:: EXCERPT TO READ ::

Hahn and Despaigne combined to allow 19 base runners in 11.1 innings of work, resulting in an underwhelming 5.56 ERA. They were outperformed by Phil Hughes and Kevin Correia (14 base runners and a 3.00 ERA in 12 innings of work), a rarity for what has proven to be an elite starting rotation for San Diego. Hahn's outing was a bit more encouraging, as a Kennys Vargas home run (the first of his career) accounted for all of the damage, but both starters needed to be picked up by the bullpen.
Three extra inning victories this week speaks volumes to the depth of quality relievers that the Padres trot out there, a commonality on most successful teams in the big leagues these days. They recorded 20 outs while surrendering just two hits and no runs in the process, allowing the Padres to remain competitive on Tuesday and eventually pull out the victory yesterday. There are a variety of pitching styles in the Padres 'pen, but they all attack the opponent and force the issue. San Diego isn't ready to compete in postseason play right this minute, but this roster of relievers would be ready for such a challenge.
The bats were quiet, but not silent. They pounded out 21 hits (eight for extra bases), but once again struggled to capitalize (1/15 with runners in scoring position). With six hits, one of which was his fifth homer of the season, totaling 12 total bases, it was Yonder Alonso's turn to guide the offense. During this stretch of winning baseball, the Padres have been consistently getting strong production from an inconsistent source. That is, no one player is separating himself as the best hitter in the lineup, but a handful of players have stepped up. While Alonso was constantly putting himself in scoring position, the Tommy Medica/Jedd Gyorko tandem went 1/8 with six strikeouts on Tuesday and Will Venable went 0/5 (0/3 with RISP) with three punch outs on Wednesday. The fact that multiple players can contribute in a big way is key, but consistent production is just as important (if not more) if the goal is to sustain success over the course of a 162 game season. Baby steps.

:::

TASKS TO PERFORM —
a: Copy out the stretch of the Padres recap from "Hahn and Despaigne" through "by the bullpen.".
b: Extend the Padres recap past its last sentence.

:: DATASET EXTRACT ::

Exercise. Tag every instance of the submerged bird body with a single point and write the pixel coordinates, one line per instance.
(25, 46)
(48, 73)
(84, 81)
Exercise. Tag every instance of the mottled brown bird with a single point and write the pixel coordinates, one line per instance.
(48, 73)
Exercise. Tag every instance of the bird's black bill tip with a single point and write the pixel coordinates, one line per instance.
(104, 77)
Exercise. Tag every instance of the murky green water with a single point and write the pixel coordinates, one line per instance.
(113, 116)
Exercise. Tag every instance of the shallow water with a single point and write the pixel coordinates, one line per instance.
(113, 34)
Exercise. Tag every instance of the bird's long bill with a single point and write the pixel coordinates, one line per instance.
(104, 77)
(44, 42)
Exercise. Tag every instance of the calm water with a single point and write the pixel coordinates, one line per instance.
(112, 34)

:::
:: DATASET EXTRACT ::

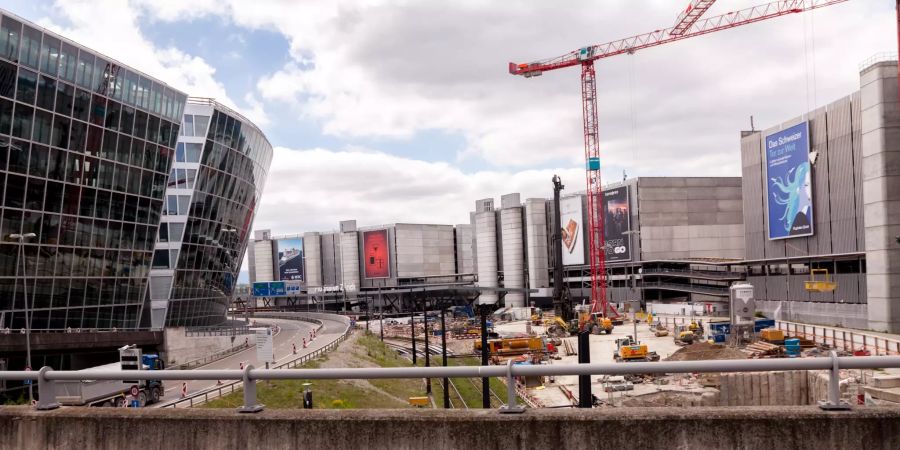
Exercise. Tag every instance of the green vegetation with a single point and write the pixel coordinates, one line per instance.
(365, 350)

:::

RESULTS —
a:
Hahn and Despaigne combined to allow 19 base runners in 11.1 innings of work, resulting in an underwhelming 5.56 ERA. They were outperformed by Phil Hughes and Kevin Correia (14 base runners and a 3.00 ERA in 12 innings of work), a rarity for what has proven to be an elite starting rotation for San Diego. Hahn's outing was a bit more encouraging, as a Kennys Vargas home run (the first of his career) accounted for all of the damage, but both starters needed to be picked up by the bullpen.

b:
Weekly Grade: B
It's been a long and painful journey for the 2014 Padres, but they continue to show glimpses of a team/franchise headed in the right direction. In addition to boasting a statistically elite crew of pitchers and the occasional offensive stud, San Diego brought in the forward thinking A.J. Preller to serve as the general manager of the future. His background as a player development extraordinaire is encouraging, as he should have every opportunity to build a team full of "his guys." It's just noise at this point, but he seems honored to take the lead and accepting of the challenge that lies ahead as he looks to bring a winner to San Diego.
The Padres will travel to beautiful PNC Park for a three-game set with the Pirates before hosting the surprisingly bad Rockies for a three-game series.